Exercise aim
Update the stretch from "target: compact track loader" through "POLYGON ((50 67, 44" by changing "compact track loader" to "skid steer loader" and leaving everything else in those lines as it is. Give back only those lines.

Record excerpts
"""

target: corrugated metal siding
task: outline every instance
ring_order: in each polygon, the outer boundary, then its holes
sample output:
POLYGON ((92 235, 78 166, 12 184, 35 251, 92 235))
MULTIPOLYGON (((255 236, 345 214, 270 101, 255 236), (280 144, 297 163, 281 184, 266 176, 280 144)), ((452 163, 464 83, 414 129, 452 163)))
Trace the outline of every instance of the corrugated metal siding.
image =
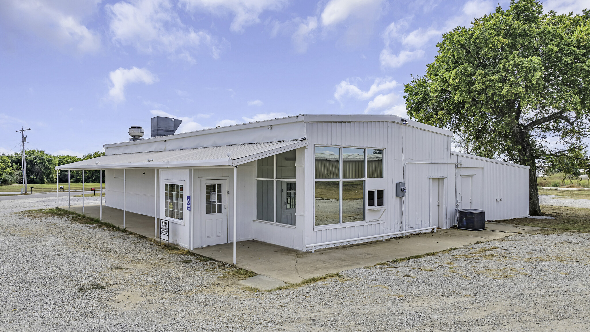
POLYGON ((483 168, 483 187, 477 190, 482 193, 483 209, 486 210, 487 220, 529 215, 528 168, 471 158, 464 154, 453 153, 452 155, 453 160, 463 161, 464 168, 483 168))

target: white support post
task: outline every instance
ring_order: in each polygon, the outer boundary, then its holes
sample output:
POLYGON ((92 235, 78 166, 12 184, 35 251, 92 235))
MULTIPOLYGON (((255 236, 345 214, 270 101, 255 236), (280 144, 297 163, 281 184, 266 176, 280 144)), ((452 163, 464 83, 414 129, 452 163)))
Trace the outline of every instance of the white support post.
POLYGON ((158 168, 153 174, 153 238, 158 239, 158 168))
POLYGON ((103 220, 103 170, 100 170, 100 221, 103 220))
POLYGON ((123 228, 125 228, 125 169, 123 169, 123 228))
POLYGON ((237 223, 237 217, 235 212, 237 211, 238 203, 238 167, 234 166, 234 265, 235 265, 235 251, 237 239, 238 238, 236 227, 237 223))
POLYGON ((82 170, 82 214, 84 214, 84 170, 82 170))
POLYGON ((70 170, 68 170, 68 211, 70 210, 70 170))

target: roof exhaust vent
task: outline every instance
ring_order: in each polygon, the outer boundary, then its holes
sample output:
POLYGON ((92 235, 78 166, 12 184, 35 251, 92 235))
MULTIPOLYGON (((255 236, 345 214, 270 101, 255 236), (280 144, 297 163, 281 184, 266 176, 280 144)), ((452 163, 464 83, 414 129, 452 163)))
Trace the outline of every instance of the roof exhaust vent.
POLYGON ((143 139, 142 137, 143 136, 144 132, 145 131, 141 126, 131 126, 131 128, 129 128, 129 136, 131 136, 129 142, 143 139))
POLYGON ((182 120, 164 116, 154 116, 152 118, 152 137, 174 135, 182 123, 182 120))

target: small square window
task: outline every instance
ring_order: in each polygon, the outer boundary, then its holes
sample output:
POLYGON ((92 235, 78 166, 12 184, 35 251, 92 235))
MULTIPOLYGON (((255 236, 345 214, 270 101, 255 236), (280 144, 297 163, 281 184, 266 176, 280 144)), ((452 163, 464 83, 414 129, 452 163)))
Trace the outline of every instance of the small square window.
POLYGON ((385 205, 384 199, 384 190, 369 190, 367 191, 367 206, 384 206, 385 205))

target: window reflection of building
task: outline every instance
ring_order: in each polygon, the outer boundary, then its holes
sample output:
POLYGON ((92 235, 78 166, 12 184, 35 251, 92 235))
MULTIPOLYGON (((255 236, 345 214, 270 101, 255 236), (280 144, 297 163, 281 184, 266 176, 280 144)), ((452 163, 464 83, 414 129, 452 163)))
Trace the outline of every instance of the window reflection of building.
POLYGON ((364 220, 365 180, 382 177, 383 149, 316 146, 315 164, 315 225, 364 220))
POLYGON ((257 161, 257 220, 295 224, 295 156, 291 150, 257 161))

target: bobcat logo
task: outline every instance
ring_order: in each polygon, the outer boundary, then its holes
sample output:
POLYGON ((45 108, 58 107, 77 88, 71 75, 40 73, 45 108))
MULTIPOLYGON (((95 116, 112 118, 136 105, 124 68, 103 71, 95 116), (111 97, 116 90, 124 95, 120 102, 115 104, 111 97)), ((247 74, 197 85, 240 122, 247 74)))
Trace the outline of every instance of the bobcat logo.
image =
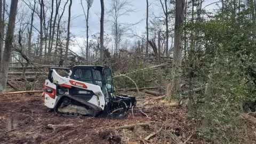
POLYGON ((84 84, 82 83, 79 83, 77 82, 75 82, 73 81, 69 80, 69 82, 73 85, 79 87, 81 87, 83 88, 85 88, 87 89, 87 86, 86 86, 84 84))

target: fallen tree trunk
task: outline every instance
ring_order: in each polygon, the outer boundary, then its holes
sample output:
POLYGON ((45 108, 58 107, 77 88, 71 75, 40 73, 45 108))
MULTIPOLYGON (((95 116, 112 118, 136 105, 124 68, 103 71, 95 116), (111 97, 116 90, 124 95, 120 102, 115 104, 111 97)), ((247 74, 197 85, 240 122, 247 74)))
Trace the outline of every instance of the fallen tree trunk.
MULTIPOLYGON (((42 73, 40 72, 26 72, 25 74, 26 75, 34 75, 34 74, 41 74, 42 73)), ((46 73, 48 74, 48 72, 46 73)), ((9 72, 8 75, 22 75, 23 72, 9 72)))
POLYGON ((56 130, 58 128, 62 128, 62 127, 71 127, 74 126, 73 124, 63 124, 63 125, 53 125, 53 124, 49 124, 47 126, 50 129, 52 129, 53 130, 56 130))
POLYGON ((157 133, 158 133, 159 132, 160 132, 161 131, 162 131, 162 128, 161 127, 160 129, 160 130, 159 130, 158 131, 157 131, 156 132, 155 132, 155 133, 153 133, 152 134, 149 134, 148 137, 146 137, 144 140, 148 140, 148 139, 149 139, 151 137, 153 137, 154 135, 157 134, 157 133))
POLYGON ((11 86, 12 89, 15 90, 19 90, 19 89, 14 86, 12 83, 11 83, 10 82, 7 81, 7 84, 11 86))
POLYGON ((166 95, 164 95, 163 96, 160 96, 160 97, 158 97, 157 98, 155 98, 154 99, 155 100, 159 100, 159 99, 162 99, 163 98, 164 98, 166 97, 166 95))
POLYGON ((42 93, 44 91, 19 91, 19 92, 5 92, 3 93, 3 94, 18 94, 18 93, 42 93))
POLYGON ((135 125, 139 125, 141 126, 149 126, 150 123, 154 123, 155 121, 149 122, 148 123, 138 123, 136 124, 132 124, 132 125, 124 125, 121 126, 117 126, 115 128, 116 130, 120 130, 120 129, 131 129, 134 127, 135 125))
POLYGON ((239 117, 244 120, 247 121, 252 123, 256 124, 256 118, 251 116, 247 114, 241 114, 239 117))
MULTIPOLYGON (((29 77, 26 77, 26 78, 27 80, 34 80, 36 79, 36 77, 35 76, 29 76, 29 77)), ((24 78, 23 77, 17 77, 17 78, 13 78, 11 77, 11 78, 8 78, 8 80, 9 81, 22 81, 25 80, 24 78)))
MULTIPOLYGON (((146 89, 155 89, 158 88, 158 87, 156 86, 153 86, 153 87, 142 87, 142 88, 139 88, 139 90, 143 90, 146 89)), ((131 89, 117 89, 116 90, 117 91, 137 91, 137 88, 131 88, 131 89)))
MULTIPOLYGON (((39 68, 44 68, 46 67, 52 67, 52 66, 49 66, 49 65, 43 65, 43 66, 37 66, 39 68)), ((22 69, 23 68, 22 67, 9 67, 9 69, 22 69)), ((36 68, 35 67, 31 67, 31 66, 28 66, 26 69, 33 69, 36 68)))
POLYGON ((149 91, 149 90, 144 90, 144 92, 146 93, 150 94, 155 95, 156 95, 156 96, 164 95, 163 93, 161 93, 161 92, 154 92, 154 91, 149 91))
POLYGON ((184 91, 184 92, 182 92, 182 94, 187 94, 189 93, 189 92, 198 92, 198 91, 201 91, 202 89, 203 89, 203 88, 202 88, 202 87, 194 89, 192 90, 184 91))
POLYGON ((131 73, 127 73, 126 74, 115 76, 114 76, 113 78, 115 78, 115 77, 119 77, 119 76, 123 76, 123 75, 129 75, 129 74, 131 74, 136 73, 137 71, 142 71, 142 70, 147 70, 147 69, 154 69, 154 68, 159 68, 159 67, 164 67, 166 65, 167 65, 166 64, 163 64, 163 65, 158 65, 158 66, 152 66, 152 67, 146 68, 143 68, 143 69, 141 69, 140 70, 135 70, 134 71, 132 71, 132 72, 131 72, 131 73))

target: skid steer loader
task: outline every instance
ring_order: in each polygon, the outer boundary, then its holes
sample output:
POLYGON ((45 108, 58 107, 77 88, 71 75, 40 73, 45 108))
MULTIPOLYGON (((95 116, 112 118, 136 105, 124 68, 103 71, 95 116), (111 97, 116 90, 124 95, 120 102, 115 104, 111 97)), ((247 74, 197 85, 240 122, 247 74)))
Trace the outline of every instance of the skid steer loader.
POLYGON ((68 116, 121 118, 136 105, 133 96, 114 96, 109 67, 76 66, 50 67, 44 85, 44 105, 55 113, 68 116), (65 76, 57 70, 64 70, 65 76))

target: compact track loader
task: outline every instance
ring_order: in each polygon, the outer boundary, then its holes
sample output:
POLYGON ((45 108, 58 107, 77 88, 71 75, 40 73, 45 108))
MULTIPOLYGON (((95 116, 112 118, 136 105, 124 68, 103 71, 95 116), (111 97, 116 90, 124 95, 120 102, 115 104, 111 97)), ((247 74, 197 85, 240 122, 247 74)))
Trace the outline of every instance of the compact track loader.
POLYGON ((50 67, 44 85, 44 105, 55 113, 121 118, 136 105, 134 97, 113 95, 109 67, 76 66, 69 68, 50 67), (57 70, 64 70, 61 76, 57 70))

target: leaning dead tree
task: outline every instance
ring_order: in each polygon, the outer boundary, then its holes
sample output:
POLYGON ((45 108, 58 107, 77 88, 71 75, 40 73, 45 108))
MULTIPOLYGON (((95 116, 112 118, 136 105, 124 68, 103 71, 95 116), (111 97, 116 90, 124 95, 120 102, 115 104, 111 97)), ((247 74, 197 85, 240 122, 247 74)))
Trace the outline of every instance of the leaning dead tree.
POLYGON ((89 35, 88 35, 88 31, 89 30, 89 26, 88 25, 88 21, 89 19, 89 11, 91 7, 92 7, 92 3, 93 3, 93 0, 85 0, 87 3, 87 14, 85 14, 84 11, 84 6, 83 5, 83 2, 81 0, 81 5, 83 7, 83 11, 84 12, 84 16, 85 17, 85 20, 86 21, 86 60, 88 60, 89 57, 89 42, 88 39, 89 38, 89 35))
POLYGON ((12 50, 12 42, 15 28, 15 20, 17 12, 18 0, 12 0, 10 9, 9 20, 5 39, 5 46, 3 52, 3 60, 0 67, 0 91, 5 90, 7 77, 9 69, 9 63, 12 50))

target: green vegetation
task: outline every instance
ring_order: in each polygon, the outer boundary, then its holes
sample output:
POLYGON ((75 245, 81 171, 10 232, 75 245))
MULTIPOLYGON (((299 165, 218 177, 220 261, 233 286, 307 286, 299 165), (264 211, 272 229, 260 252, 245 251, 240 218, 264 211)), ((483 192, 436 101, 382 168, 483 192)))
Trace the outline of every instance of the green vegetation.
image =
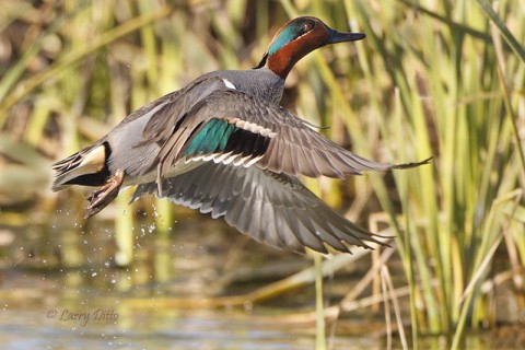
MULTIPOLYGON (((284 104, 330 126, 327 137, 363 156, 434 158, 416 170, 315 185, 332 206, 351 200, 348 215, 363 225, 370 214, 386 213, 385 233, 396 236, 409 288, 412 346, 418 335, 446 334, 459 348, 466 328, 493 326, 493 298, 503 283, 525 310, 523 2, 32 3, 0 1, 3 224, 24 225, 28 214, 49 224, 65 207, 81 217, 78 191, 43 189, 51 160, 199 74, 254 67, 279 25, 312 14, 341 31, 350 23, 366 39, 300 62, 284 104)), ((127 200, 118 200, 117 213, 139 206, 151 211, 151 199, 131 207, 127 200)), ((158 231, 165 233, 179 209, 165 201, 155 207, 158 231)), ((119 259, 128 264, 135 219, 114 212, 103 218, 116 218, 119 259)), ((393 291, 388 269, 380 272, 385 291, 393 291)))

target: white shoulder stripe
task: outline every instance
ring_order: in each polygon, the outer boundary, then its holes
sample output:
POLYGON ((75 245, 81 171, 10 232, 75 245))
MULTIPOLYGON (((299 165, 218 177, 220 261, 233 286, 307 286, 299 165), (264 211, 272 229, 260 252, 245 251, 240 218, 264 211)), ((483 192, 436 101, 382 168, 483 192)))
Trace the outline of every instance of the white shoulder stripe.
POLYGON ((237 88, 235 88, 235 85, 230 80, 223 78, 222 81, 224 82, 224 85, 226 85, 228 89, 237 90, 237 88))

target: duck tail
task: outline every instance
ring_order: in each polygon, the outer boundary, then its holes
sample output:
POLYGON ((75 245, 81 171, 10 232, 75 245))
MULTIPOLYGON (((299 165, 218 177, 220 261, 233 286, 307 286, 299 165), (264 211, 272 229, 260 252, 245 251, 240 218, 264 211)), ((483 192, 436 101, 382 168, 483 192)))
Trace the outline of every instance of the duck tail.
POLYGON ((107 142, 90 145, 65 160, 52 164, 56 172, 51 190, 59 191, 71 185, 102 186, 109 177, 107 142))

"""

Exercise solution
target: skid steer loader
task: outline every instance
ring_order: in each polygon, the outer boundary, then its holes
sample output:
POLYGON ((45 108, 58 107, 77 88, 71 75, 40 73, 45 108))
MULTIPOLYGON (((95 116, 112 118, 136 105, 124 68, 103 71, 95 116), (111 97, 116 90, 124 95, 120 102, 115 104, 111 97)), ((247 74, 197 85, 240 122, 247 74)))
Trace the outline of every instance of the skid steer loader.
POLYGON ((50 67, 44 85, 44 105, 55 113, 121 118, 136 105, 134 97, 113 95, 109 67, 76 66, 69 68, 50 67), (57 70, 64 70, 61 76, 57 70))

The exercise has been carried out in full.